[begin Text section]

Moreover, some programmers want to run the code first, see what it does, and then return to the code to delve into the details (and others use the opposite approach).
Consequently, there are various types of code samples in this book: some are short, some are long, and other code samples “build” from earlier code samples.
WHAT DO I NEED TO KNOW FOR THIS BOOK?
Current knowledge of Python 3.x is the most helpful skill. Knowledge of other programming languages (such as Java) can also be helpful because of the exposure to programming concepts and constructs. The less technical knowledge that you have, the more diligence will be required in order to understand the various topics that are covered.
If you want to be sure that you can grasp the material in this book, glance through some of the code samples to get an idea of how much is familiar to you and how much is new for you.
DOES THIS BOOK CONTAIN PRODUCTION-LEVEL CODE SAMPLES?
The primary purpose of the code samples in this book is to show you Python-based libraries for solving a variety of NLP-related tasks. Clarity has higher priority than writing more compact code that is more difficult to understand (and possibly more prone to bugs). If you decide to use any of the code in this book in a production Website, you ought to subject that code to the same rigorous analysis as the other parts of your code base.
WHAT ARE THE NON-TECHNICAL PREREQUISITES FOR THIS BOOK?
Although the answer to this question is more difficult to quantify, it’s important to have a strong desire to learn about NLP, along with the motivation and discipline to read and understand the code samples.
Even simple APIs can be a challenge to understand them the first time you encounter them, so be prepared to read the code samples several times.
HOW DO I SET UP A COMMAND SHELL?

[end Text section]

Given request a
In the book preface, translate this sentence into Spanish: "Although the answer to this question is more difficult to quantify, it’s important to have a strong desire to learn about NLP, along with the motivation and discipline to read and understand the code samples."

[begin Supplied material]

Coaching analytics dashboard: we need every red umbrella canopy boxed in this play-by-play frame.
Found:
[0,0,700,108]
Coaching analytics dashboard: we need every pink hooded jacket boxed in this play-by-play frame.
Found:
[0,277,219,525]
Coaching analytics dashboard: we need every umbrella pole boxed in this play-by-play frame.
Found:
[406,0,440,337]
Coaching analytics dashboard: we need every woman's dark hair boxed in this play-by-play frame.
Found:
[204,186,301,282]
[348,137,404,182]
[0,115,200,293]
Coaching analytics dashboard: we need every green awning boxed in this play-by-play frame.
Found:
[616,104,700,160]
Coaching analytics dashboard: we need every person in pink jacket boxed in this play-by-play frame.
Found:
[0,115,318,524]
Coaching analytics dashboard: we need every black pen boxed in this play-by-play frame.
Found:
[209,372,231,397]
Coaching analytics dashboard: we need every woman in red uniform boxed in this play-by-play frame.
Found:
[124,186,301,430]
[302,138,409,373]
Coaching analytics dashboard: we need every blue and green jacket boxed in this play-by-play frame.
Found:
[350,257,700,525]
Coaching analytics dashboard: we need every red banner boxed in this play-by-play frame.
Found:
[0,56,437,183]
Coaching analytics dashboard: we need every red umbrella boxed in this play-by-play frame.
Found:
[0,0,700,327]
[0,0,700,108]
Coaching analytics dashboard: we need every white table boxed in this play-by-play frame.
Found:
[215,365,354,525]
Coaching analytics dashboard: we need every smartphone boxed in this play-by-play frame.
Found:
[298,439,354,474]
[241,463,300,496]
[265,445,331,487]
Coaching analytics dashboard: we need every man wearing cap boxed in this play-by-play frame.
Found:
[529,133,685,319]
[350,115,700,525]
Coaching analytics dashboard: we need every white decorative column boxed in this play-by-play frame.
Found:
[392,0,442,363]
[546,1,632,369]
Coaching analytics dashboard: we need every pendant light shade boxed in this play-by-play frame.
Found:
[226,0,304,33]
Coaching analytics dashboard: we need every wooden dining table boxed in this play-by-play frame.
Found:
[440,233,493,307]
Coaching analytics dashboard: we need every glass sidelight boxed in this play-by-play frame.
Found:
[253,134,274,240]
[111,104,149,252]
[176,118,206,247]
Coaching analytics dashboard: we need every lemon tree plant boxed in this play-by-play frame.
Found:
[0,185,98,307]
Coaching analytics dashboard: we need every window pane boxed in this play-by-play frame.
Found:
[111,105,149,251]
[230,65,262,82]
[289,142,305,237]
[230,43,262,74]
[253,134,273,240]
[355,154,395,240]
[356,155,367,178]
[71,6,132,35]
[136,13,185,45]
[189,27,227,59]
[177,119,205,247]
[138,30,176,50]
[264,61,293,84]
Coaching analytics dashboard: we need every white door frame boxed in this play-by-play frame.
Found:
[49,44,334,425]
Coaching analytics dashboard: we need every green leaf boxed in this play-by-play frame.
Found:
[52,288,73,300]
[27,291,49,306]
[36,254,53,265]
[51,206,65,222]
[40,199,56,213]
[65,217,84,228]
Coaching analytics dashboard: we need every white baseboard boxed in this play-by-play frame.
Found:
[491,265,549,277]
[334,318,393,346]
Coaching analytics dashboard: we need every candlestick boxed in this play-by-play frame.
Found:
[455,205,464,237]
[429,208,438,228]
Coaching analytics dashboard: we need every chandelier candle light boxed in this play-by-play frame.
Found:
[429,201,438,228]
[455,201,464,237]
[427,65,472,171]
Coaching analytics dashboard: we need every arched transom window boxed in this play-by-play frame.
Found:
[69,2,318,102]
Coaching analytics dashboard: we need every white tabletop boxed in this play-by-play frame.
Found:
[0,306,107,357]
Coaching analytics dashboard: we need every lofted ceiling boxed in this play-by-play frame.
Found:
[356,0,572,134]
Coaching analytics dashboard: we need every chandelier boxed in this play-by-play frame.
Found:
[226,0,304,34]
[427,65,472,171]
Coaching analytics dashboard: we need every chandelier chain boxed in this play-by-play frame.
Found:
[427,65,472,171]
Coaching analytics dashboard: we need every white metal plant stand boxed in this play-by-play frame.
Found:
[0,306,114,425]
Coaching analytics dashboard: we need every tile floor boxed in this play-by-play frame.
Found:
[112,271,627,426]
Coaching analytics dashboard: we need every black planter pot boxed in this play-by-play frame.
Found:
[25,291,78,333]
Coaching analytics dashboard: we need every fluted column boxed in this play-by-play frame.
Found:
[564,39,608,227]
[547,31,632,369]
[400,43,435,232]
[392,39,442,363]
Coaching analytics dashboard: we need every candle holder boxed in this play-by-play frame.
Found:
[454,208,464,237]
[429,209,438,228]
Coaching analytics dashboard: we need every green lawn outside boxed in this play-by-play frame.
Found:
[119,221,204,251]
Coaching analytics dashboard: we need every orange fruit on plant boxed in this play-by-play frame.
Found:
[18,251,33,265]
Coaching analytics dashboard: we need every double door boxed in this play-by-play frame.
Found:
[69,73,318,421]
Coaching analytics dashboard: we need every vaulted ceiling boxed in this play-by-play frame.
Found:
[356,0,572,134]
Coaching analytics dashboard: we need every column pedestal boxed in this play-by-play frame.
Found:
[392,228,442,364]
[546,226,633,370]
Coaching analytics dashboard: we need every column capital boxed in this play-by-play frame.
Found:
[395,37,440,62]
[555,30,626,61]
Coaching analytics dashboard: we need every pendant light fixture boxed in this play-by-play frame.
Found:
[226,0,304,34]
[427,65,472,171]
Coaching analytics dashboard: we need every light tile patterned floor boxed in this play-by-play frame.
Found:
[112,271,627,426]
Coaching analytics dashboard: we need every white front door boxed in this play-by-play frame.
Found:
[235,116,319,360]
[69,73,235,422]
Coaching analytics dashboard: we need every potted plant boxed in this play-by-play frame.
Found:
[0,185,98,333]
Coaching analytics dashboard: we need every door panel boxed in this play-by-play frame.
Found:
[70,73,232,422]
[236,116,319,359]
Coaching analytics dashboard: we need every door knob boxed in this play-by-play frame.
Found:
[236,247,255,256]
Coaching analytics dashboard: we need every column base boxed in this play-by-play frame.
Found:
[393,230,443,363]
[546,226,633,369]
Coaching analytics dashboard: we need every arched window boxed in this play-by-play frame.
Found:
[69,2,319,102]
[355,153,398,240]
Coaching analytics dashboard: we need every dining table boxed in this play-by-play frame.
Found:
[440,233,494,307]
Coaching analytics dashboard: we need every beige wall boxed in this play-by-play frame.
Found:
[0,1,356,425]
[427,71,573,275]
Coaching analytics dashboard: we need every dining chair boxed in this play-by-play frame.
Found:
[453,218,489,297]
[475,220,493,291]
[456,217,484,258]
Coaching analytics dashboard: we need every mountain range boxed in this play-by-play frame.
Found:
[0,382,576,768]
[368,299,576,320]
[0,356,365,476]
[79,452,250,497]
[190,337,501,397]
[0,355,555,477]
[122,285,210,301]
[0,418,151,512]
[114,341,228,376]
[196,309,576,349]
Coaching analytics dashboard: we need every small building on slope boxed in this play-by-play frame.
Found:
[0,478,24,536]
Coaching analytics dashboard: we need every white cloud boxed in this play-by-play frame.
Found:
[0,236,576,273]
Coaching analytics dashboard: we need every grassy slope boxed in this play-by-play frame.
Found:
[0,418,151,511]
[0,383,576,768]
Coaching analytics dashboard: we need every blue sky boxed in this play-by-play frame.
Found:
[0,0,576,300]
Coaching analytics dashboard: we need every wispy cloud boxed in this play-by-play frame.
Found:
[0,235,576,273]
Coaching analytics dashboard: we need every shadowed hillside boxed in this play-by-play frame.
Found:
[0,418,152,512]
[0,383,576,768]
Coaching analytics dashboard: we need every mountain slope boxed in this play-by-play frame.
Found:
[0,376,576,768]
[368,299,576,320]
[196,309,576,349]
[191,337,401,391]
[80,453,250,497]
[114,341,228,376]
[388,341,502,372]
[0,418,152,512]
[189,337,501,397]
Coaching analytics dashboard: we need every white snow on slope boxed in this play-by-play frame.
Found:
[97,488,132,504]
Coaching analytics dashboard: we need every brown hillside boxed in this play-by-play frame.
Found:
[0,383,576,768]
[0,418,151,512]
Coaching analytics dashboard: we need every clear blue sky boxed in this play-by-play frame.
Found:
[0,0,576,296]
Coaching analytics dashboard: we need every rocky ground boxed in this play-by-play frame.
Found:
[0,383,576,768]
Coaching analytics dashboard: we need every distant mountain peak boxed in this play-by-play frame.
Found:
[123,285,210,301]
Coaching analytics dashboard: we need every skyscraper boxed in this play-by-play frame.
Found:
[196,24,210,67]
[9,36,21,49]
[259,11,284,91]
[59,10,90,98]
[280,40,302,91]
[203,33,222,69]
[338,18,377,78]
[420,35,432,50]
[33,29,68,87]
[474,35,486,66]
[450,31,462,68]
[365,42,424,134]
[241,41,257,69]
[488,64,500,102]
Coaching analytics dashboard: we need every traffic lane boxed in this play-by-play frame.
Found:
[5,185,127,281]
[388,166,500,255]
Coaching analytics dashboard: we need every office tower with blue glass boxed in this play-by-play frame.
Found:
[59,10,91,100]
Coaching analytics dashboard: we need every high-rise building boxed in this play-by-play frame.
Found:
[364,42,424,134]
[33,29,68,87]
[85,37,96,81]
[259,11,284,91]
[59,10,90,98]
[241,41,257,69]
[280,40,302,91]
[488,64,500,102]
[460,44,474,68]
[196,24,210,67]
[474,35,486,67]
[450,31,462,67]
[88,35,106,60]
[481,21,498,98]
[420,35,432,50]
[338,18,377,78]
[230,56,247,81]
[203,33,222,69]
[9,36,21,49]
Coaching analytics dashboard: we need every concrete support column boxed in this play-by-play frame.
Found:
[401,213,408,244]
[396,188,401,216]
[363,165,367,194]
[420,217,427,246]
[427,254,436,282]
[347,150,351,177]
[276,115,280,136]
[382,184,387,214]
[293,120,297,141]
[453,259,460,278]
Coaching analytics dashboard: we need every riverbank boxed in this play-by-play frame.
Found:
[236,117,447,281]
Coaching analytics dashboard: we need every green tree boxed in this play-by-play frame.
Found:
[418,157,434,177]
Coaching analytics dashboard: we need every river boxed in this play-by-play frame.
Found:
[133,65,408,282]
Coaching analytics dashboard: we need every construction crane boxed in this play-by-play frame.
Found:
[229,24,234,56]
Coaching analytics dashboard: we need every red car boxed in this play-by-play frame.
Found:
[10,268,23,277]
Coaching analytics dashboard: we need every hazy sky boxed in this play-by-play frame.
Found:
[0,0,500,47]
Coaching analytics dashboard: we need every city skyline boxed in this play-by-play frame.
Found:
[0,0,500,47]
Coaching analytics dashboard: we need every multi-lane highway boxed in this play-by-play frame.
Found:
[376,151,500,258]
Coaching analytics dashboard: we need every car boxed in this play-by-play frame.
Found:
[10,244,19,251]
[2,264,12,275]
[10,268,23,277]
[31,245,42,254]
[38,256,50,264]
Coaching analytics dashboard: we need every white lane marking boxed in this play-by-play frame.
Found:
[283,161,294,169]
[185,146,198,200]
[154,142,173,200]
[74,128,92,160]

[end Supplied material]

Given request b
Reproduce the listing word for word, starting at its first line and ending at the line containing "[440,233,493,307]", with both of those lines included.

Output a
Aunque la respuesta a esta pregunta es más difícil de cuantificar, es importante tener un fuerte deseo de aprender sobre NLP, junto con la motivación y la disciplina para leer y comprender los ejemplos de código.

Output b
Coaching analytics dashboard: we need every red umbrella canopy boxed in this play-by-play frame.
Found:
[0,0,700,108]
Coaching analytics dashboard: we need every pink hooded jacket boxed in this play-by-play frame.
Found:
[0,277,219,525]
Coaching analytics dashboard: we need every umbrella pole boxed in this play-by-play frame.
Found:
[406,0,440,337]
Coaching analytics dashboard: we need every woman's dark hair boxed in this play-by-play frame.
Found:
[204,186,301,282]
[348,137,404,182]
[0,115,200,293]
Coaching analytics dashboard: we need every green awning boxed in this play-by-play frame.
Found:
[616,104,700,160]
Coaching analytics dashboard: we need every person in pink jacket boxed in this play-by-play frame.
Found:
[0,115,318,524]
Coaching analytics dashboard: we need every black pen boxed in this play-by-play frame.
Found:
[209,372,231,397]
Coaching analytics dashboard: we need every woman in red uniform boxed in this play-by-play frame.
Found:
[124,186,301,430]
[302,138,409,373]
Coaching analytics dashboard: we need every blue and green jacket boxed in this play-by-play frame.
Found:
[350,257,700,525]
Coaching analytics dashboard: we need every red banner boxed in this play-by-play frame.
Found:
[0,56,437,183]
Coaching analytics dashboard: we need every red umbrella boxed in this play-by-play frame.
Found:
[0,0,700,327]
[0,0,700,108]
Coaching analytics dashboard: we need every white table boxed in this play-by-play frame.
Found:
[215,365,354,525]
Coaching analytics dashboard: we need every smartphone boxed in this play-by-play frame.
Found:
[298,439,354,474]
[241,463,300,496]
[265,445,331,487]
Coaching analytics dashboard: we need every man wearing cap boxed in this play-by-play frame.
Found:
[529,133,685,319]
[350,115,700,525]
Coaching analytics dashboard: we need every white decorative column boxed in this play-by-play frame.
Found:
[392,0,442,363]
[546,1,632,369]
Coaching analytics dashboard: we need every pendant light shade boxed in this play-by-play frame.
Found:
[226,0,304,33]
Coaching analytics dashboard: we need every wooden dining table boxed in this play-by-play frame.
Found:
[440,233,493,307]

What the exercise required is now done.